## Tarea
Reproduce sin ningún cambio todas las entradas que aparecen a continuación.

## Material proporcionado
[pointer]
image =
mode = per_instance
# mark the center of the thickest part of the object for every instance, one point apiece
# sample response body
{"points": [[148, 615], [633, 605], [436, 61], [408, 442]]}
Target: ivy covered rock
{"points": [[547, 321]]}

## Respuesta
[pointer]
image =
mode = per_instance
# mark the center of the thickest part of the object for every instance, one point apiece
# sample response body
{"points": [[148, 615], [633, 605], [436, 61], [408, 442]]}
Target: ivy covered rock
{"points": [[547, 321]]}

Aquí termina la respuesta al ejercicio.